Count the lines in the records below that contain the string "shower", treating uppercase and lowercase as different. Give only the number.
** Begin Stored rows **
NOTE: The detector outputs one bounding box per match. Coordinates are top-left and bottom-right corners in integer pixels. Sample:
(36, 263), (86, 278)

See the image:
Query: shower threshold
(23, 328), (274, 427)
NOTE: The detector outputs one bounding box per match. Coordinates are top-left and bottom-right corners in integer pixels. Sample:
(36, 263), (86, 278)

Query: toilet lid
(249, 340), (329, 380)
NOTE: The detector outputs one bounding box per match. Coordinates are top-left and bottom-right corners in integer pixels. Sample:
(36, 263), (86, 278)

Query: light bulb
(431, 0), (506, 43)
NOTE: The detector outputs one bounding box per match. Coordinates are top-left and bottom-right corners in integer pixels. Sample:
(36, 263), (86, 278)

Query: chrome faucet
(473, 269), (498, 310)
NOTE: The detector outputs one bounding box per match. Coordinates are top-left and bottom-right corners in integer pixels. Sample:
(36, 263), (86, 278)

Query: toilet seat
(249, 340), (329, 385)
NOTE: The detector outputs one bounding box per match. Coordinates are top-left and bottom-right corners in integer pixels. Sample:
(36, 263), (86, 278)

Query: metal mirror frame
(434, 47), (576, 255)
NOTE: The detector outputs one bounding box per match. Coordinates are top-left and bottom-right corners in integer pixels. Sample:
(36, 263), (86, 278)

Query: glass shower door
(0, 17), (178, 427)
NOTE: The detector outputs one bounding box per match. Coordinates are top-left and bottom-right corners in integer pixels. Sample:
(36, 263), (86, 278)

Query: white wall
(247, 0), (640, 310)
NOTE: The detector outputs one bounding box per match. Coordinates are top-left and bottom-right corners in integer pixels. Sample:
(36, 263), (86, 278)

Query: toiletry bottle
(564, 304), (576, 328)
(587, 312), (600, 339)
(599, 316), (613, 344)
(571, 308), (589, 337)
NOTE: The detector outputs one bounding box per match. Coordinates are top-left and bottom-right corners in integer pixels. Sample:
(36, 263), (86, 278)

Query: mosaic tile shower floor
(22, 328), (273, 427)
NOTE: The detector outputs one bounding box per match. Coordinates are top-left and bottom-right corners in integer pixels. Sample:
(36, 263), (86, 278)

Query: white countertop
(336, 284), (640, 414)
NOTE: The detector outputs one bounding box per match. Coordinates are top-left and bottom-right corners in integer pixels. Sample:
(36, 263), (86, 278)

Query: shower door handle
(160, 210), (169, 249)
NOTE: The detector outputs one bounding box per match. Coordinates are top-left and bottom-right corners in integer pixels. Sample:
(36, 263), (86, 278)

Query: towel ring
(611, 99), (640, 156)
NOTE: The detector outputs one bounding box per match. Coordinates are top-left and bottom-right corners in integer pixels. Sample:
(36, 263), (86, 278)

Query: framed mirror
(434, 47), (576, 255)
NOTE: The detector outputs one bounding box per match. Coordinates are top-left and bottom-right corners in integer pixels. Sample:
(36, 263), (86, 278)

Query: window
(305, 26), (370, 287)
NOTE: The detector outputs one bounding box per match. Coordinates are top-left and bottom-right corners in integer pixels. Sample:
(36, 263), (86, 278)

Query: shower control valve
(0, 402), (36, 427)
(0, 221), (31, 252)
** End Stored rows **
• **Written answer**
5